Como disse, a tarde então começou com um sentimento inexplicável de que as coisas eram, e precisavam ser, diferentes de como eu as vinha percebendo e evoluiu para uma crítica à arrogância do jovem cirurgião (como se isto não fosse redundante) ele, ora, não tinha acolhido aquela senhora, que discutia com ele, em seu sofrimento. Eu não, eu sou diferente: repito diariamente a sugestão divina de "fazer aos outros o que gostaria que fizessem a mim", o que quer que aquela senhora quisesse que fosse feito, eu faria. Não sou como eles.
Colocada a fantasia fui por as mãos na massa e ajudar o residente toda atrapalhada com uma paciente e sua família, especialmente sua família. Enquanto ela convencia um familiar a deixar a sala de trauma eu logo me prontifiquei a ajudá-la, afinal é isto que eu gostaria que fizessem por mim, não? O que se passou então talvez não merecesse mesmo uma descrição mais detalhada, mas eis que estava eu batendo boca com um indivíduo completamente desprovido de razão e eu, que deveria garantir a racionalidade da situação e a continuidade de um atendimento humanizado estava lá, em pé, perdendo o meu tempo e deixando que em mim florescesse o ódio que mandou às favas este papo de acolhimento e humanização hospitalar. Era eu que mandava ali e acabou.

Material fornecido:
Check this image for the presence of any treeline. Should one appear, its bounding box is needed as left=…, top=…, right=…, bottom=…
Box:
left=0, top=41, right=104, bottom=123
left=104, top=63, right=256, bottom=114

Problemas a resolver:
1: Transcreva do relato o trecho que se inicia em "Colocada a fantasia" e prossegue até "ali e acabou.", sem qualquer alteração.
2: Responda, com base no relato, às perguntas abaixo:
(a) Que sugestão divina quem narra afirma repetir diariamente?
(b) A quem quem narra foi ajudar depois de colocada a fantasia?
(c) De que sala o familiar estava sendo convencido a sair?

Soluções abaixo:
1:
Colocada a fantasia fui por as mãos na massa e ajudar o residente toda atrapalhada com uma paciente e sua família, especialmente sua família. Enquanto ela convencia um familiar a deixar a sala de trauma eu logo me prontifiquei a ajudá-la, afinal é isto que eu gostaria que fizessem por mim, não? O que se passou então talvez não merecesse mesmo uma descrição mais detalhada, mas eis que estava eu batendo boca com um indivíduo completamente desprovido de razão e eu, que deveria garantir a racionalidade da situação e a continuidade de um atendimento humanizado estava lá, em pé, perdendo o meu tempo e deixando que em mim florescesse o ódio que mandou às favas este papo de acolhimento e humanização hospitalar. Era eu que mandava ali e acabou.

2:
(a) A de "fazer aos outros o que gostaria que fizessem a mim".
(b) O residente, que estava atrapalhada com uma paciente e sua família.
(c) Da sala de trauma.